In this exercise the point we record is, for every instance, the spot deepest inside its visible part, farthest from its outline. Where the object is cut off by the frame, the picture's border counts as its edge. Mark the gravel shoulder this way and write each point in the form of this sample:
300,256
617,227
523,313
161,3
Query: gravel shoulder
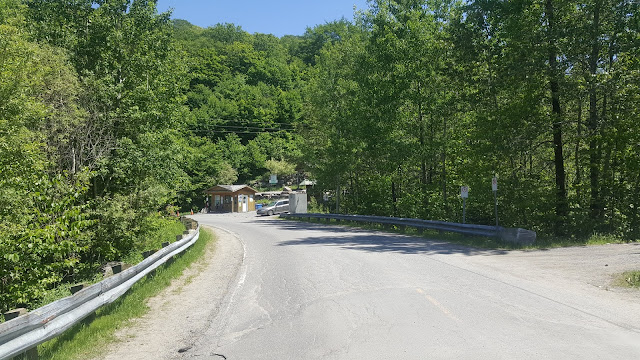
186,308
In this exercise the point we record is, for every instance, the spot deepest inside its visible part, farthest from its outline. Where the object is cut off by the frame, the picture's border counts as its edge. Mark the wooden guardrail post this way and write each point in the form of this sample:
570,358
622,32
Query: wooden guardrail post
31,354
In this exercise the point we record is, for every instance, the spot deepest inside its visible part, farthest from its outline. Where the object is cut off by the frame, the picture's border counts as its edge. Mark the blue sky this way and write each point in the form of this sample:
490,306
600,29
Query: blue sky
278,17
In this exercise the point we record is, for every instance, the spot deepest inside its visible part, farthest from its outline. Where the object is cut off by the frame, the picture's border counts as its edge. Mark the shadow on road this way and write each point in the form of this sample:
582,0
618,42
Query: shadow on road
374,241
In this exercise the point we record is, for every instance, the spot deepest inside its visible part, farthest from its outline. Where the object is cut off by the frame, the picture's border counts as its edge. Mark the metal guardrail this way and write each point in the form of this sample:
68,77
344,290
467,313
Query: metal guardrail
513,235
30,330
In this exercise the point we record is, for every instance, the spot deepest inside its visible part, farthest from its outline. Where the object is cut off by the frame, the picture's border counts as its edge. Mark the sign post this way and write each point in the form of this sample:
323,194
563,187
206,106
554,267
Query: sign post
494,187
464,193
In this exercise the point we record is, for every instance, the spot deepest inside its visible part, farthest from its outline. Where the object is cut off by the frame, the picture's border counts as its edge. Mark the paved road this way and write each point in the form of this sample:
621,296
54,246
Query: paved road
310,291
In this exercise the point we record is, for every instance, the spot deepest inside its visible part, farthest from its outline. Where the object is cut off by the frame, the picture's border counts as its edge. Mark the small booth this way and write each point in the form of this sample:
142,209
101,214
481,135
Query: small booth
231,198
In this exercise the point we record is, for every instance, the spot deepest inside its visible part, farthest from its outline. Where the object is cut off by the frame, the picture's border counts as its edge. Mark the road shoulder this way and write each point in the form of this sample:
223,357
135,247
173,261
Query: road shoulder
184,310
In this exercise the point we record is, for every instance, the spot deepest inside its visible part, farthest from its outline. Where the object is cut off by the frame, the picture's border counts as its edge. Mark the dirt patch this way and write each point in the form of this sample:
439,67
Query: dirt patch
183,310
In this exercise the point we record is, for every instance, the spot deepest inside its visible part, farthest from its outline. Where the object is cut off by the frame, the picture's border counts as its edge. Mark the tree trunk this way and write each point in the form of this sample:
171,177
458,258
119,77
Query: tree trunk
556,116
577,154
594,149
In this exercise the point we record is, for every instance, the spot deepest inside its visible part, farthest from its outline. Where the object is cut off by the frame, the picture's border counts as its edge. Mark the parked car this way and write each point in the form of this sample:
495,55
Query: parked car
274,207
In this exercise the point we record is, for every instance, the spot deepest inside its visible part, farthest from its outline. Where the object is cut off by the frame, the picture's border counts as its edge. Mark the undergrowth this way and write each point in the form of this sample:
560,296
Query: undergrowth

_TO BE DONE_
Please recast the stretch from the line containing "Mark the parked" through the last of the lines above as a Markdown table with the columns No. and Line, one numbered row per line, leaving blank lines out.

_TASK ANSWER_
| No. | Line |
|---|---|
| 1 | In this exercise the point we record is, for every instance, the spot deepest inside its visible part, farthest from its outline. Where the object is cut off by the frame, the picture's border counts as its edge. Mark the parked car this way and write each point in the form of this sample: |
| 2 | 495,55 |
| 3 | Query: parked car |
| 4 | 274,207 |
| 5 | In this exercise the point we record is, for every instance, the spot deepest inside its visible part, farthest from its outline. Where the object is cut off by the frame, the picture's border counts as its edge. Mark the undergrowth this way and write each point in the form of this sample: |
| 6 | 560,296 |
| 7 | Query: undergrowth |